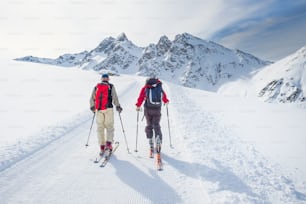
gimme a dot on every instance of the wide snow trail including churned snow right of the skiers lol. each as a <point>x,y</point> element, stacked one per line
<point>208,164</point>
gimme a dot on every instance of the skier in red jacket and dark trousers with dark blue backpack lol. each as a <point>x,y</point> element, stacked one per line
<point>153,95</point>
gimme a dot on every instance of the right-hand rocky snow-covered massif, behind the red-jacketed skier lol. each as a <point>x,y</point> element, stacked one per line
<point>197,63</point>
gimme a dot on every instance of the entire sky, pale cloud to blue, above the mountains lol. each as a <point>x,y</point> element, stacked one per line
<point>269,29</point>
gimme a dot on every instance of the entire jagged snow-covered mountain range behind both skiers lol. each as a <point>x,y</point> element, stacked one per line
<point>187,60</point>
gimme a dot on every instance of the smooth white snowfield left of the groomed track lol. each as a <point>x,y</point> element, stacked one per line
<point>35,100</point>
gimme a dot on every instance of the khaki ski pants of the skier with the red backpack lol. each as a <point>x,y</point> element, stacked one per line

§ **Exercise description**: For the entries above, transcribe precisely the lines from the one with "gimme a dot on every instance of the entire jagged" through the end, including both.

§ **Solution**:
gimme a dot on every instance of the entire jagged snow-covered mountain range behind both skiers lol. each as a <point>x,y</point> element, stacked one per line
<point>187,60</point>
gimme a dot on every instance of the smooth white snowfield left of the groomed track lol. each as a <point>x,y</point> element, stacked one per line
<point>35,100</point>
gimme a dot on every instance of the khaki ski pants of the skier with the red backpack lol. each as a <point>x,y</point> element, stacked one per line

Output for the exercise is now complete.